■ **Free-text object descriptions**

------------------------------------------------------------

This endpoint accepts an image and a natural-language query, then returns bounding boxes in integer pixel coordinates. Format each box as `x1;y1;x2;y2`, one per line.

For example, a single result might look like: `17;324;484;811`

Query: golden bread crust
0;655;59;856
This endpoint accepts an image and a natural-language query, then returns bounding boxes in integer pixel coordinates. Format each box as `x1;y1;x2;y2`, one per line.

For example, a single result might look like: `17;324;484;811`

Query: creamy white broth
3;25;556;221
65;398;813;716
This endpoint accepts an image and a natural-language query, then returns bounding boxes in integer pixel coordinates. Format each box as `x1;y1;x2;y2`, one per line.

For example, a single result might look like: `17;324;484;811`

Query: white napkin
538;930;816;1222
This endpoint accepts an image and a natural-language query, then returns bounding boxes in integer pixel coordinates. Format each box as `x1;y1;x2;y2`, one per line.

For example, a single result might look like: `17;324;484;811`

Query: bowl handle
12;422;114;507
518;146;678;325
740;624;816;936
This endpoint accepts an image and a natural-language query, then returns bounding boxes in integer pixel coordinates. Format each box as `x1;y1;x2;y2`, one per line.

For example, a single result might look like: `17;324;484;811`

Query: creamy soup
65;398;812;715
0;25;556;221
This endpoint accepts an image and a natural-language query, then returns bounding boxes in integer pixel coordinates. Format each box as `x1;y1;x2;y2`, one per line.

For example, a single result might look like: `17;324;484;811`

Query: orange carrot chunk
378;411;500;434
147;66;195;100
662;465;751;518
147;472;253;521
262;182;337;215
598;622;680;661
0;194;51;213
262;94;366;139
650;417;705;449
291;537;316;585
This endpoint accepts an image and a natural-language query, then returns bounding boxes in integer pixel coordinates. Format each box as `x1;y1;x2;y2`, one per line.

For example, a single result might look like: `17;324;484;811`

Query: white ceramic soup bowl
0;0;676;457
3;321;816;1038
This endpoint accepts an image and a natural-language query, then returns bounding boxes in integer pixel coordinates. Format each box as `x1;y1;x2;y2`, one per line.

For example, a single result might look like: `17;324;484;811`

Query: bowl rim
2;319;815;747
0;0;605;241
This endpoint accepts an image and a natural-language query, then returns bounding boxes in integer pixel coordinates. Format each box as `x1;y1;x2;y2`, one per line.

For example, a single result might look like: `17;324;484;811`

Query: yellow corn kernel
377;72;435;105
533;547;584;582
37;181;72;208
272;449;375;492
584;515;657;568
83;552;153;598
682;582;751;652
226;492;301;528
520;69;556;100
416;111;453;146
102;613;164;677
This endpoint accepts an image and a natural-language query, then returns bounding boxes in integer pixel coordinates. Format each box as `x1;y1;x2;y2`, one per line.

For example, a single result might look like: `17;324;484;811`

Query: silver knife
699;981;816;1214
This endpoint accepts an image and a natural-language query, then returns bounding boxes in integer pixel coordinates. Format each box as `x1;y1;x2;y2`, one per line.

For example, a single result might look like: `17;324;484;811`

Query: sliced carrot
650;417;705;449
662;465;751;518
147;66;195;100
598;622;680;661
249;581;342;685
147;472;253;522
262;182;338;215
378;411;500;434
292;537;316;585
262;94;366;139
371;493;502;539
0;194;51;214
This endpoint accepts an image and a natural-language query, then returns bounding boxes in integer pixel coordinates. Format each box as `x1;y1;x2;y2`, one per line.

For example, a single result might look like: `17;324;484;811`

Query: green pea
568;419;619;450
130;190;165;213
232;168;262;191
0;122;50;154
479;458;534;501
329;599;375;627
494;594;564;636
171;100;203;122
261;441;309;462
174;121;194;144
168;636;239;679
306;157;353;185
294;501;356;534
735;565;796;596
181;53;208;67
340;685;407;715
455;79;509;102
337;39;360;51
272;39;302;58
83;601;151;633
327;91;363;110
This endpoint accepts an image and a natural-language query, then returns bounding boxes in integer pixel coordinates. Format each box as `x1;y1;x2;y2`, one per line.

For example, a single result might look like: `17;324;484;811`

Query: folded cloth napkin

------------------------------------------------------------

■ **Directions**
Restate the records above verbatim, omitting no line.

■ **Finished task**
This endpoint accepts an image and a natural-language query, then returns bounding boxes in integer pixel coordinates. Format each box as `x1;y1;x2;y2`, one per line.

For example, a single result might look like: `17;324;484;811`

Query: golden bread crust
0;655;59;856
This endpoint accepts an image and a natural-language query, then returns bounding boxes in integer pixel coordinates. Format each box as `x1;y1;x2;y2`, one per line.

For example, a single result might look like: `17;324;484;811`

Query: creamy white broth
3;25;556;221
65;398;813;716
This endpoint accepts an image and a natural-language query, then returns bounding boxes in integer pixel coordinates. Format each box as `x1;y1;x2;y2`, one per line.

For example, a single result might look like: `17;324;484;811`

Query: white napkin
538;930;816;1222
This endpoint accepts an image and a natural-language query, then returns bounding boxes in integer pixel coordinates. Format each box as `x1;y1;x2;y2`, one per line.

For example, a single result might look like: `17;324;484;811`

Query: bowl handle
12;422;114;507
518;146;678;325
740;624;816;936
This endpoint accepts an image and a natural-language query, then returns bounding boxes in integer pixel coordinates. Format each box as `x1;y1;x2;y2`, one per line.

For example, a single result might look like: `17;324;484;811`

Query: creamy soup
65;398;812;715
0;25;556;221
This endpoint accepts an image and a natural-language query, then returns bounding boxes in integer pixel coordinates. Format each box as `x1;y1;x2;y2`, one per line.

For example, a single result might look like: `17;324;484;811`

Query: orange carrot chunk
378;411;500;434
147;66;195;100
662;465;751;518
147;472;253;521
262;182;337;215
598;622;680;661
0;194;51;213
262;94;366;139
650;417;705;449
291;537;316;585
This endpoint accepts an image and a natural-language query, then returns bounding boxes in integer pixel coordinates. Format each box as `x1;y1;x2;y2`, one per line.

For example, a single result might look like: `17;324;484;811`

Query: white ceramic soup bowl
0;0;676;457
3;321;816;1038
This endpoint accepts an image and a natural-language query, then returns bounding boxes in integer pixel coordinates. Format each box as `x1;y1;x2;y2`, one per line.

For example, a single result might look like: `17;324;484;811`

Query: bowl rim
2;319;815;747
0;0;605;241
This endpoint accepts an image and a natural-language query, then returns bounding boxes in integer pixel coordinates. Format each box as `x1;y1;x2;y2`, one per line.

For example, a single result might look like: `17;324;484;811`

Query: yellow corn kernel
377;72;435;105
533;547;584;582
37;181;72;208
272;449;375;492
584;515;657;568
83;552;153;598
682;582;751;652
226;492;301;528
520;69;556;100
416;111;453;146
102;613;164;677
This endpoint accepts an image and a natural-language query, then returns bounding boxes in integer pixel coordinates. Format each box as `x1;y1;x2;y2`, one per line.

For example, a single result might look like: `17;324;484;811`

Query: silver knife
699;981;816;1214
This endpoint accepts an image and a natural-language query, then returns bounding boxes in integer pixel coordinates. Format each box as `x1;y1;x2;y2`, one per line.

For example, a single result might look like: `17;324;484;811`

Query: sliced carrot
650;417;705;449
662;465;751;518
147;66;195;100
598;622;680;661
249;581;342;685
147;472;253;522
262;182;338;215
378;411;500;434
292;537;316;585
262;94;366;139
371;493;502;539
0;194;51;214
This endpoint accepts an image and a natural-language query, then returns bounding boxes in integer pixel coordinates. Format each box as `x1;y1;x2;y2`, one per line.

For example, a single result might look like: `17;324;484;811`

Query: green pea
568;419;619;450
130;190;165;213
232;168;262;191
0;122;50;154
479;458;534;501
329;599;375;627
494;594;564;636
171;100;203;122
261;441;309;462
174;121;194;144
168;636;239;679
306;157;353;185
294;501;356;534
735;565;796;596
181;53;208;67
340;685;407;715
455;79;509;102
337;39;360;51
272;39;302;58
83;601;151;633
327;91;363;110
This endpoint accepts an image and a natural-language query, then returns bounding boxes in integer pixel coordinates. Format each box as `x1;y1;x2;y2`, one per line.

For example, a single result might look like: `17;324;484;811`

Query: folded cloth napkin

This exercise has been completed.